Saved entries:

——————————

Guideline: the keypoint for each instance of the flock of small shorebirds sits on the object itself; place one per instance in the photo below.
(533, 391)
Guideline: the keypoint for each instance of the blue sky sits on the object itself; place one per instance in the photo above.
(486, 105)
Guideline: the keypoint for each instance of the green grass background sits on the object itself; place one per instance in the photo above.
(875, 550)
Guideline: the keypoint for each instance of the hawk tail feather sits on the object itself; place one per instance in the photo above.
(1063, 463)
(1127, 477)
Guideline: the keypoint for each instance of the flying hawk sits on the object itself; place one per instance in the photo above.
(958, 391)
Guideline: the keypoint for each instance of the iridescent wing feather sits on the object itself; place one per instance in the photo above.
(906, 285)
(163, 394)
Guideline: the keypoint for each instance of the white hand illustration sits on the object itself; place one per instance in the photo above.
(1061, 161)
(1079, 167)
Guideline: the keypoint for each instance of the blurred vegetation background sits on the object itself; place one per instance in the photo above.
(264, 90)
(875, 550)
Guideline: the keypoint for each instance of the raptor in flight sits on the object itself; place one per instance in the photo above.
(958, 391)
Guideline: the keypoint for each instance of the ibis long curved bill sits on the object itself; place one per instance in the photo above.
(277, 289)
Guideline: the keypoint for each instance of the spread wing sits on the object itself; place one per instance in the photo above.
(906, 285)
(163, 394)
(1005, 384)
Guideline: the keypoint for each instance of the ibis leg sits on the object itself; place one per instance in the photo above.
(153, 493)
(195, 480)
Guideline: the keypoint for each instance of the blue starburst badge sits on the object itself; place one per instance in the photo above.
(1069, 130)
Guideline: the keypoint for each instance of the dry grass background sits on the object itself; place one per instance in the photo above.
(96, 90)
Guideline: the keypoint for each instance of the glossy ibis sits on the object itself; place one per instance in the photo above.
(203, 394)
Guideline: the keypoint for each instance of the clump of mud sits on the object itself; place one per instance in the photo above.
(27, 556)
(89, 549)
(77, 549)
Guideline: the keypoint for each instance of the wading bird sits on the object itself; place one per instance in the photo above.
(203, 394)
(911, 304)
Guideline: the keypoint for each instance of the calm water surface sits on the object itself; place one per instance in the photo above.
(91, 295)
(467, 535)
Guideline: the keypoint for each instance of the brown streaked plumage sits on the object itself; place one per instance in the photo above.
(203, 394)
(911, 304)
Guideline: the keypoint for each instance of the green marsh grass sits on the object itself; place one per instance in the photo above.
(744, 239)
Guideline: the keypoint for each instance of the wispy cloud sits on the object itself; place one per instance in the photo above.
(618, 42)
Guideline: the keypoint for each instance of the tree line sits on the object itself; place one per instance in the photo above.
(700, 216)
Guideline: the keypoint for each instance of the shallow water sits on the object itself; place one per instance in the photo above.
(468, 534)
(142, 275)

——————————

Exercise requirements –
After locating the line with "Guideline: the keypoint for each instance of the blue starburst" in the records above, please set down that line and all later ones exactly, and no other line.

The answer –
Guideline: the keypoint for each instance of the blue starburst badge sits on the object itself; place one per instance in the photo above.
(1069, 130)
Guideline: the keypoint for each instance of the dry grass background sits on the object itself; place one per instance in the photo above.
(96, 90)
Guideline: the keypoint for each instance of the glossy ibis sits on the object itself; place one per instance in the photo above.
(203, 394)
Guideline: the keypoint for each instance of the clump of mud sits on the object itself; place one per instance in the photo above.
(27, 556)
(89, 549)
(77, 549)
Guideline: the keypoint for each instance of the wading bird sits on the object itself; place one per instance in the photo above.
(203, 394)
(911, 304)
Guideline: the keypoint for each instance of the calm water surface sits on the object itself; place one per instance in the photo above.
(91, 295)
(467, 535)
Guideline: the keypoint for each instance of the brown streaked plumage sits on the object itself; place one per instance in the photo above.
(203, 394)
(911, 304)
Guideline: the keypoint for each instance of the green marsh grass sits on the object itself; place one per instance in the photo above.
(744, 239)
Guideline: the keypoint for each instance of the wispy cloud sits on the object itself; place one per instance in the photo above.
(618, 42)
Guideline: the keypoint for each instance of the tree line sits on the object itself; place one per instance in the photo above.
(700, 216)
Guideline: the keypoint for each instance of the shallow water sits on the object itself; place one per instance in the photo above.
(468, 534)
(142, 275)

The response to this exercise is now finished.